*原文*

----------

【SHOI2016】黑暗前的幻想乡

题面

题解

如果没有建筑公司的限制，那么就是个\(\mathrm{Matrix\;tree}\)板子

其实有了也一样

发现\(n\leq 17\)，考虑容斥

每次钦定一些建筑公司，计算它们包含的边的生成树的方案数

复杂度\(\mathrm{O}(2^nn^3)\)

代码

#include<cstdio>
#include<cstring>
#include<cctype>
#include<algorithm>
#define RG register
#define file(x) freopen(#x".in", "r", stdin), freopen(#x".out", "w", stdout)
#define clear(x, y) memset(x, y, sizeof(x))

inline int read()
{
	int data = 0, w = 1; char ch = getchar();
	while(ch != '-' && (!isdigit(ch))) ch = getchar();
	if(ch == '-') w = -1, ch = getchar();
	while(isdigit(ch)) data = data * 10 + (ch ^ 48), ch = getchar();
	return data * w;
}

const int N(20), Mod(1e9 + 7);
int n, a[N][N], m[N], popcnt[1 << 17], ans;
int U[N][N * N], V[N][N * N];

int solve(int S)
{
	for(RG int i = 1; i <= n; i++)
		for(RG int j = 1; j <= n; j++)
			a[i][j] = 0;
	for(RG int i = 1; i < n; i++)
		if(S & (1 << (i - 1))) for(RG int j = 1; j <= m[i]; j++)
		{
			int x = U[i][j], y = V[i][j];
			++a[x][x], ++a[y][y], --a[y][x], --a[x][y];
		}
	for(RG int i = 1; i <= n; i++)
		for(RG int j = 1; j <= n; j++)
			a[i][j] = (a[i][j] + Mod) % Mod;
	int ans = 1;
	for(RG int i = 2; i <= n; i++)

----------

*数据内容*
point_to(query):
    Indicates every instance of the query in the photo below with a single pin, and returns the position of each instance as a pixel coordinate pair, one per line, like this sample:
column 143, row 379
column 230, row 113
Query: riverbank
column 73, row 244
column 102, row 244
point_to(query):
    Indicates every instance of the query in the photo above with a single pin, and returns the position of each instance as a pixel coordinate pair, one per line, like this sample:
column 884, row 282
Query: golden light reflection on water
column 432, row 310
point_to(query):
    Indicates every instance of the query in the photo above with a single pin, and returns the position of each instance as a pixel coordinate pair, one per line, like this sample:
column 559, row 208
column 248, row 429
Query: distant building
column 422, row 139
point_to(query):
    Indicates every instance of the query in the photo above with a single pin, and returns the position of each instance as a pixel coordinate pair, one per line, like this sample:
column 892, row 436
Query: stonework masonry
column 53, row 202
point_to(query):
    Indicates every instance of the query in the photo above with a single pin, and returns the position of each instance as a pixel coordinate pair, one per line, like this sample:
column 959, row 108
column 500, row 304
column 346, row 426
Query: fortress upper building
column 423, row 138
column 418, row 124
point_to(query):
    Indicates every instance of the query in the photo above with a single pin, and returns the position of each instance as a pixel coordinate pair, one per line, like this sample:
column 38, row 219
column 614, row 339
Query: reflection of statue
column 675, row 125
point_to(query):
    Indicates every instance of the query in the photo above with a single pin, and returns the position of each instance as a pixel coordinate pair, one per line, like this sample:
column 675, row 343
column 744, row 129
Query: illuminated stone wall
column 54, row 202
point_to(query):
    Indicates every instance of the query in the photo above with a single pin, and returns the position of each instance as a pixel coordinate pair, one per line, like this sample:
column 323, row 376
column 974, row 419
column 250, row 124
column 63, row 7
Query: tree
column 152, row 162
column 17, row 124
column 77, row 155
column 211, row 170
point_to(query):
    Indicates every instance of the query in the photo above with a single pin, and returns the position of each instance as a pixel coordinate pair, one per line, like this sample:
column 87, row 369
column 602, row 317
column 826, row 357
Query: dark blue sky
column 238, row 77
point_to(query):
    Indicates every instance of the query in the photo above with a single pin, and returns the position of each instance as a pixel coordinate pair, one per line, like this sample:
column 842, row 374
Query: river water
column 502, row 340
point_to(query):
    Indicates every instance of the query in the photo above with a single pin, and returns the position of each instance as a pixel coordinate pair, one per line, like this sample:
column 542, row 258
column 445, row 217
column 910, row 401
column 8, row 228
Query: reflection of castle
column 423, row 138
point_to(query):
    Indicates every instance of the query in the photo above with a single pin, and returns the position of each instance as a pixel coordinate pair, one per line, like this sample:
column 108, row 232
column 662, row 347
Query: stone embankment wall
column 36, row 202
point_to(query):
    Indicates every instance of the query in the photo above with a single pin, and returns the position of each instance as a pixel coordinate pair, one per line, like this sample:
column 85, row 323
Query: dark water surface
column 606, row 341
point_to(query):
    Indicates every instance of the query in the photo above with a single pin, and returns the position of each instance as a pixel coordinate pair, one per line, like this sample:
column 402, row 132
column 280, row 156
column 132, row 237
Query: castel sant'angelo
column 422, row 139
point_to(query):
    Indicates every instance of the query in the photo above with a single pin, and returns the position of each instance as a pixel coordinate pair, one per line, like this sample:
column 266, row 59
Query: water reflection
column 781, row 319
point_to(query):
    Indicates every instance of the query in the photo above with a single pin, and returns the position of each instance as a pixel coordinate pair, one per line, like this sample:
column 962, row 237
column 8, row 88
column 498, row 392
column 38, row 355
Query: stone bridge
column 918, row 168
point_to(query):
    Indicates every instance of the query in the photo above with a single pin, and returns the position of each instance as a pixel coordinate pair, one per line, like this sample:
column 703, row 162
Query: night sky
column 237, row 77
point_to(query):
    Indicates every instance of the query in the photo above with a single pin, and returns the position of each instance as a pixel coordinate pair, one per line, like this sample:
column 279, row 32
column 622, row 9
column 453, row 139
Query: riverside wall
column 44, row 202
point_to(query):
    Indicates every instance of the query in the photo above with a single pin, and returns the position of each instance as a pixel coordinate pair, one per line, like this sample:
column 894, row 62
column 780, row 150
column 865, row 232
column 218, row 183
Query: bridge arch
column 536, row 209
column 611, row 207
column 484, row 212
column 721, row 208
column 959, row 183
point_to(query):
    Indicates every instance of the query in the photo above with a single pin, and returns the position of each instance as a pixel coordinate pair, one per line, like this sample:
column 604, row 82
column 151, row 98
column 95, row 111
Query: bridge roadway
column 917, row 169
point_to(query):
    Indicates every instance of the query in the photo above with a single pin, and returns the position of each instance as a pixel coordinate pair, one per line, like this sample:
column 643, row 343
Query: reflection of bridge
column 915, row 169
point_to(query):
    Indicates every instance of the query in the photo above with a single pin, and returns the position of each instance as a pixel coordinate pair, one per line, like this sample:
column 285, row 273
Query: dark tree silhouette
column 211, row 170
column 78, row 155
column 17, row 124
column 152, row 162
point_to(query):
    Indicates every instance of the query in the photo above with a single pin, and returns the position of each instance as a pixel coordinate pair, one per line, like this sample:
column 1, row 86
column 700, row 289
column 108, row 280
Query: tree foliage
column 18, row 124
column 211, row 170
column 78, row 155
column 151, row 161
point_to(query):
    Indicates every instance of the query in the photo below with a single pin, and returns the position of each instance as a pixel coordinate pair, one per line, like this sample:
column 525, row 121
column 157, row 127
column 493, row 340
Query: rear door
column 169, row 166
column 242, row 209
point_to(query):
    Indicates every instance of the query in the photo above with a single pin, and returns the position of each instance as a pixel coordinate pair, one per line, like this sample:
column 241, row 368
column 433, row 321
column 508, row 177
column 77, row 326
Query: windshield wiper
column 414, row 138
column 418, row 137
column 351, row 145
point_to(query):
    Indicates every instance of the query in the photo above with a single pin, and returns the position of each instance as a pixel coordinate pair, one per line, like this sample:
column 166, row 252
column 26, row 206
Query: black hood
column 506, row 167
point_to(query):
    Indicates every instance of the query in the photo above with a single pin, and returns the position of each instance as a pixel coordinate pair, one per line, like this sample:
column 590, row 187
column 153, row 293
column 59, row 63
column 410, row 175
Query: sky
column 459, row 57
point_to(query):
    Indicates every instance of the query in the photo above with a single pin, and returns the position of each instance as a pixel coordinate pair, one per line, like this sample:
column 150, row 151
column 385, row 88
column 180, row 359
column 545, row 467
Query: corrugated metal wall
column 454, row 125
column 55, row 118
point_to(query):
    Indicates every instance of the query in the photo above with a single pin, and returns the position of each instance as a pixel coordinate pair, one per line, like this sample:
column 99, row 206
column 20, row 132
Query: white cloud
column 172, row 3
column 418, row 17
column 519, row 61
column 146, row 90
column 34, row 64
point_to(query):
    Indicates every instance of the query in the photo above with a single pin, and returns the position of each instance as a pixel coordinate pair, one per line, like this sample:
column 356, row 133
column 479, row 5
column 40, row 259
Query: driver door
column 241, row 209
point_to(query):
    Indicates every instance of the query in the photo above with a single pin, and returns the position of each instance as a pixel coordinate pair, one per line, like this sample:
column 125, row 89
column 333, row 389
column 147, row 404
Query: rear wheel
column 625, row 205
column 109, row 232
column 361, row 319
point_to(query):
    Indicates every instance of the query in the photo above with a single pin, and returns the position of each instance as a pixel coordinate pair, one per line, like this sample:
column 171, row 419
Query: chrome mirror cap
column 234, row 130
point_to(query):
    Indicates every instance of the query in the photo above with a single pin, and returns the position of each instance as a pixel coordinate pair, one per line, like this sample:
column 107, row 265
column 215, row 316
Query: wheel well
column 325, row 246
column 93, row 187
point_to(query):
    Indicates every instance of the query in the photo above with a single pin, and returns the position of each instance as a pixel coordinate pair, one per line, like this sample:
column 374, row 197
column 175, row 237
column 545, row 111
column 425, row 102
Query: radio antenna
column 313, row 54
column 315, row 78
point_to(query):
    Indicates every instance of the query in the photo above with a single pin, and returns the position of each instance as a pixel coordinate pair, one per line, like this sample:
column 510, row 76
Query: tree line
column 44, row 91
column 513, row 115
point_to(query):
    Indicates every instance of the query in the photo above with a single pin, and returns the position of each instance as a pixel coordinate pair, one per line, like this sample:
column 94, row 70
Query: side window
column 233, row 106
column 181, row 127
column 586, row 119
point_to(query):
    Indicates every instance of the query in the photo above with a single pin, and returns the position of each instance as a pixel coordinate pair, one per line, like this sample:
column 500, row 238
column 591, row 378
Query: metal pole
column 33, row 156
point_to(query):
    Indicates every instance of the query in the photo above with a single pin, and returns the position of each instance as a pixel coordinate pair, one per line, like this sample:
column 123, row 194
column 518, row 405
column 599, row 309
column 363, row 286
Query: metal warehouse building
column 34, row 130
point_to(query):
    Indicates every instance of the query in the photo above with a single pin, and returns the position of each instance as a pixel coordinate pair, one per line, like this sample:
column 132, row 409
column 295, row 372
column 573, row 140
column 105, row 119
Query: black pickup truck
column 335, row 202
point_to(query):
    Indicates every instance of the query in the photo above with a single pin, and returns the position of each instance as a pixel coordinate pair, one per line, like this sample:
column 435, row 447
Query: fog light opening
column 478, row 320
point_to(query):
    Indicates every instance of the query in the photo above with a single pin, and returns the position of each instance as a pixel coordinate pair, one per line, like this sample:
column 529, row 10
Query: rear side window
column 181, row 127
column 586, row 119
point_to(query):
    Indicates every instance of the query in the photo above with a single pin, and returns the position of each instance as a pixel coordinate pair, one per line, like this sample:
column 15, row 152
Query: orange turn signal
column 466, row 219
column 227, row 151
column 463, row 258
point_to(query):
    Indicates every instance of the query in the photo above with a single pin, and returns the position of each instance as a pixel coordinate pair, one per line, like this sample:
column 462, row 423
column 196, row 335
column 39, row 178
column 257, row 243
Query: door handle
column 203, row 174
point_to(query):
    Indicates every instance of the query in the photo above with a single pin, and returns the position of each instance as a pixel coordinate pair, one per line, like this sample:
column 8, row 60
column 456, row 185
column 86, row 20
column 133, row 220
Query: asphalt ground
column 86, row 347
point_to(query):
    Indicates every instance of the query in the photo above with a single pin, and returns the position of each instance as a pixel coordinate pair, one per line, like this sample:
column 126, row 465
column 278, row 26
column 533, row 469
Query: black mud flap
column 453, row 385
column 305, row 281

----------

*任务要求*
请续写上面关于“黑暗前的幻想乡”的题解，从“for(RG int i = 2; i <= n; i++)”这一行之后接着写下去。

*最终结果*
	{
		for(RG int j = i + 1; j <= n; j++)
			while(a[j][i])
			{
				int t = a[i][i] / a[j][i];
				for(RG int k = i; k <= n; k++)
					a[i][k] = (a[i][k] - 1ll * a[j][k] * t % Mod + Mod) % Mod,
						std::swap(a[i][k], a[j][k]);
				ans = Mod - ans;
			}
		ans = 1ll * ans * a[i][i] % Mod;
	}
	return ans;
}

int main()
{
#ifndef ONLINE_JUDGE
	file(cpp);
#endif
	n = read();
	for(RG int i = 1; i < n; i++)
	{
		m[i] = read();
		for(RG int j = 1; j <= m[i]; j++)
			U[i][j] = read(), V[i][j] = read();
	}
	for(RG int i = 0; i < 1 << (n - 1); i++)
		popcnt[i] = popcnt[i >> 1] + (i & 1);
	for(RG int i = 0; i < 1 << (n - 1); i++)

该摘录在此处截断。